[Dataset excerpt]
++++
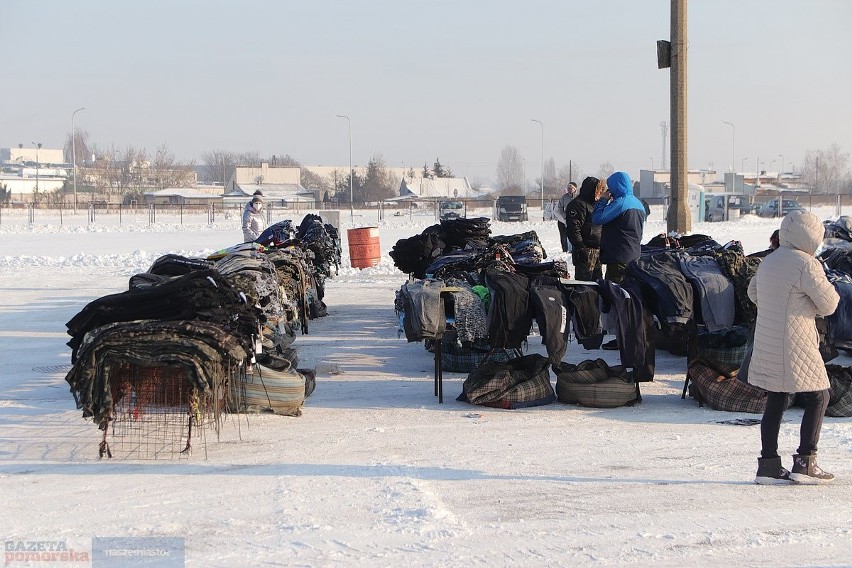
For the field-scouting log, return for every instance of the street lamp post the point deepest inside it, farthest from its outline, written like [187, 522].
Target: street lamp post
[540, 123]
[733, 136]
[74, 155]
[351, 209]
[38, 147]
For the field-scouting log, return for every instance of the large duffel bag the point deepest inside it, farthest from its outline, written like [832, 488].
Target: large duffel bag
[595, 384]
[266, 390]
[518, 383]
[718, 387]
[724, 347]
[456, 358]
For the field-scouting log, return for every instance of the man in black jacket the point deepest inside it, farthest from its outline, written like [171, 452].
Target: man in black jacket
[585, 237]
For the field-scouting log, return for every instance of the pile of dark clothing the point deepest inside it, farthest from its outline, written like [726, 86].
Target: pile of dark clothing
[460, 246]
[693, 281]
[209, 317]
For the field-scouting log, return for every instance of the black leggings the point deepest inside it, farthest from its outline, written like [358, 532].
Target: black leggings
[563, 236]
[815, 405]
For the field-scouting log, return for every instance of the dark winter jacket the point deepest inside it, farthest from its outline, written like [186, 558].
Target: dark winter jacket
[578, 217]
[623, 219]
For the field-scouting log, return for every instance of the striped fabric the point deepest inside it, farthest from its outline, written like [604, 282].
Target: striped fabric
[461, 362]
[517, 383]
[535, 392]
[721, 390]
[609, 393]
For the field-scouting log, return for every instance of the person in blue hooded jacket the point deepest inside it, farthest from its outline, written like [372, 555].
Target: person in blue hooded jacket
[622, 217]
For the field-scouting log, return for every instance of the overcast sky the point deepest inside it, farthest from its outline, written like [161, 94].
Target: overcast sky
[456, 80]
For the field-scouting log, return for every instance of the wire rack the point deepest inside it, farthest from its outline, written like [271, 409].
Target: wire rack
[158, 413]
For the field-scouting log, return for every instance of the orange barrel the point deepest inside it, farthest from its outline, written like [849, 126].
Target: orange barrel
[364, 247]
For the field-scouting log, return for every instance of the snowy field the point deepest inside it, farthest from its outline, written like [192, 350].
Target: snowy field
[376, 472]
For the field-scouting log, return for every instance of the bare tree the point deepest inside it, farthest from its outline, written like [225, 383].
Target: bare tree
[510, 170]
[218, 166]
[165, 172]
[378, 184]
[826, 170]
[81, 145]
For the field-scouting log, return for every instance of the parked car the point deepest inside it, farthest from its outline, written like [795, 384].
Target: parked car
[771, 209]
[450, 210]
[511, 208]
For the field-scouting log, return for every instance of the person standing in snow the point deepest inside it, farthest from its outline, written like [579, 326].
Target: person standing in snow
[568, 195]
[253, 219]
[622, 217]
[791, 290]
[585, 236]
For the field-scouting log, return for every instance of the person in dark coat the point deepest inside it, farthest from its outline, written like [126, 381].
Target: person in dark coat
[622, 217]
[585, 236]
[568, 195]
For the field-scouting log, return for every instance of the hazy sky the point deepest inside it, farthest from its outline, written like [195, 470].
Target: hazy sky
[457, 80]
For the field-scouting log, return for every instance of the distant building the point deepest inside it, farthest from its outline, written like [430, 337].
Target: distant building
[453, 188]
[29, 173]
[185, 196]
[281, 186]
[656, 184]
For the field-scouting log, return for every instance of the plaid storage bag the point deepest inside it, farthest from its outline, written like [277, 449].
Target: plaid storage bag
[457, 359]
[723, 347]
[594, 384]
[518, 383]
[718, 386]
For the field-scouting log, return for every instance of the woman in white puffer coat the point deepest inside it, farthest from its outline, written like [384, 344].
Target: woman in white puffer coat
[791, 290]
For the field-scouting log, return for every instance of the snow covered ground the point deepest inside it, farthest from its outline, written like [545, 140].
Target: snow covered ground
[376, 472]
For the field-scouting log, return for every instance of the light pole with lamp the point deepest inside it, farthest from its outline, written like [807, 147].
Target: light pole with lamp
[38, 147]
[351, 207]
[540, 123]
[74, 155]
[733, 136]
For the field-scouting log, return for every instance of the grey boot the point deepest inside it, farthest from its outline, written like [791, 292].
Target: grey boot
[770, 472]
[806, 471]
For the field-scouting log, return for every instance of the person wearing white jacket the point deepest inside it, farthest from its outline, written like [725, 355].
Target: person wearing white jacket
[253, 219]
[791, 290]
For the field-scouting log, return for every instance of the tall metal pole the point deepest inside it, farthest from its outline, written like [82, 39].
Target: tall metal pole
[540, 123]
[38, 147]
[351, 207]
[679, 219]
[733, 140]
[74, 155]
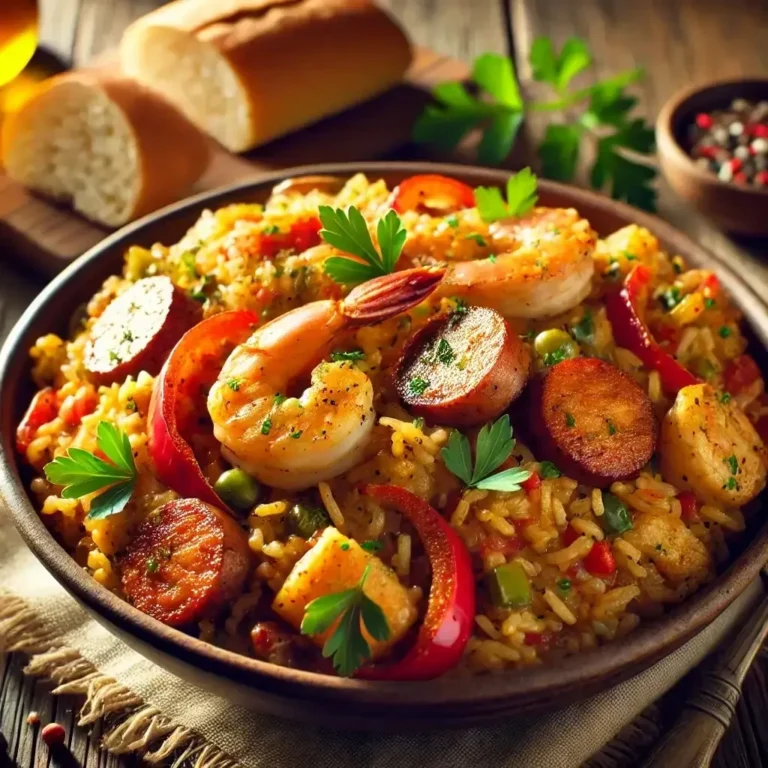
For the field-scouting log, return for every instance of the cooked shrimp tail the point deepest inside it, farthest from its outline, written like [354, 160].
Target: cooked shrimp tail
[387, 296]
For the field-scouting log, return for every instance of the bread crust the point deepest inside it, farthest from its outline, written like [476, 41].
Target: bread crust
[297, 60]
[172, 152]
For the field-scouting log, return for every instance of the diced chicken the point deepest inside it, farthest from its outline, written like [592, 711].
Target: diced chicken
[337, 563]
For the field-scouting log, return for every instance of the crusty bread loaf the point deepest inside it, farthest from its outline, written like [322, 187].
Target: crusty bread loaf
[247, 71]
[108, 145]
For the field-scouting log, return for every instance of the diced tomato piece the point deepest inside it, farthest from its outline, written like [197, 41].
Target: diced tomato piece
[741, 373]
[533, 483]
[83, 402]
[570, 534]
[302, 235]
[600, 560]
[690, 507]
[43, 408]
[510, 545]
[432, 193]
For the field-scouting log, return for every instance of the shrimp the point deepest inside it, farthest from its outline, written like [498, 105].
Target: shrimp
[546, 266]
[293, 443]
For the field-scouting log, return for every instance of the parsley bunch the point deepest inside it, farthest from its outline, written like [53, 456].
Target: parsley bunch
[494, 446]
[496, 106]
[82, 473]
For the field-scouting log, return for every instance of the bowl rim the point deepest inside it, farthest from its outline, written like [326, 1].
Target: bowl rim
[648, 643]
[667, 141]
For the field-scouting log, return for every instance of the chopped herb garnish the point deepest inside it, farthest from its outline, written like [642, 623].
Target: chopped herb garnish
[353, 609]
[494, 446]
[348, 231]
[417, 385]
[341, 355]
[521, 197]
[83, 473]
[547, 470]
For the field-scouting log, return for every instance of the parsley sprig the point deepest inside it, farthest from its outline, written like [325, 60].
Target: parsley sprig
[495, 105]
[82, 473]
[494, 446]
[348, 231]
[347, 647]
[521, 197]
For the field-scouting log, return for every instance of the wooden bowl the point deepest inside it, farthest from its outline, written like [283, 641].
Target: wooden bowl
[737, 208]
[319, 698]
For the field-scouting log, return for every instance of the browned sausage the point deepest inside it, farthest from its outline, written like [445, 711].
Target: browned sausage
[463, 369]
[592, 420]
[138, 329]
[188, 559]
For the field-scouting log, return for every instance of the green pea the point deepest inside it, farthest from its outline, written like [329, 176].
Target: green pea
[553, 346]
[238, 489]
[305, 520]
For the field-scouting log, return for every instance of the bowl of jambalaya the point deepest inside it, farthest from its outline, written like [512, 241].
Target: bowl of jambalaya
[355, 434]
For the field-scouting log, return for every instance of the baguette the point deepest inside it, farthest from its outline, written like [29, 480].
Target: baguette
[108, 145]
[247, 71]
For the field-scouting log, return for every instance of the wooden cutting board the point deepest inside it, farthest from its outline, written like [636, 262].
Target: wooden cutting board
[47, 236]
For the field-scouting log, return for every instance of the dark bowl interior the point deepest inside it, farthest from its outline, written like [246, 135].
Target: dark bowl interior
[738, 208]
[443, 702]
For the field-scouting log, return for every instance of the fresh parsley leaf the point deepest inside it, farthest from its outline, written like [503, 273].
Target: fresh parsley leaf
[548, 470]
[348, 231]
[350, 354]
[494, 446]
[559, 151]
[82, 473]
[458, 457]
[353, 609]
[521, 197]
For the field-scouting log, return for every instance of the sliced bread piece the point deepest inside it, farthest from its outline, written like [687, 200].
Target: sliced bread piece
[108, 145]
[247, 71]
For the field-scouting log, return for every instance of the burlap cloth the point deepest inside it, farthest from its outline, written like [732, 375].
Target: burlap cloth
[37, 614]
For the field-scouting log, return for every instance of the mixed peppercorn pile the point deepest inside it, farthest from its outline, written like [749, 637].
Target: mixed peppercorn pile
[733, 142]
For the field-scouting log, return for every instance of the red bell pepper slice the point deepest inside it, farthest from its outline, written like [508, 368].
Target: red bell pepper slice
[178, 398]
[302, 235]
[600, 560]
[432, 193]
[447, 625]
[43, 408]
[630, 331]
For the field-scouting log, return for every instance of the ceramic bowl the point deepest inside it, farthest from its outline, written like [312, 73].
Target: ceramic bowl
[306, 695]
[742, 209]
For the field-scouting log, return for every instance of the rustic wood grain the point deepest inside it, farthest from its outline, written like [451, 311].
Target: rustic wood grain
[678, 42]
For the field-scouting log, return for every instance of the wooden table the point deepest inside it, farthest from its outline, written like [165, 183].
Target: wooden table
[677, 41]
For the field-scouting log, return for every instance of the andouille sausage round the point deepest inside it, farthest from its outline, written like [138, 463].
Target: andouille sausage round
[187, 561]
[138, 329]
[463, 369]
[592, 420]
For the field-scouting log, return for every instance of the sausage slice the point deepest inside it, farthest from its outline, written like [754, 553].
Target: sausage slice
[138, 329]
[592, 420]
[463, 369]
[187, 561]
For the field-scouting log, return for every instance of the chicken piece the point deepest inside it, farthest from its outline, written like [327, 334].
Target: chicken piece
[677, 554]
[711, 448]
[337, 563]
++++
EXERCISE PROMPT: Reproduce the lines of the Dataset excerpt beginning with the line that contains "like [754, 553]." and ending with the last line of the excerpt, both ends included.

SOLUTION FOR THIS PROBLEM:
For the field-scouting log, return for every instance of the sausage slice the point deepest inside it, farthest from its outline, written like [754, 553].
Target: sausage slice
[138, 329]
[592, 420]
[463, 369]
[187, 561]
For the field-scouting log, return for every instance of the chicken piece the point deepest inside it, farthest from its outline, written like [327, 334].
Target: chicken piece
[677, 554]
[711, 448]
[337, 563]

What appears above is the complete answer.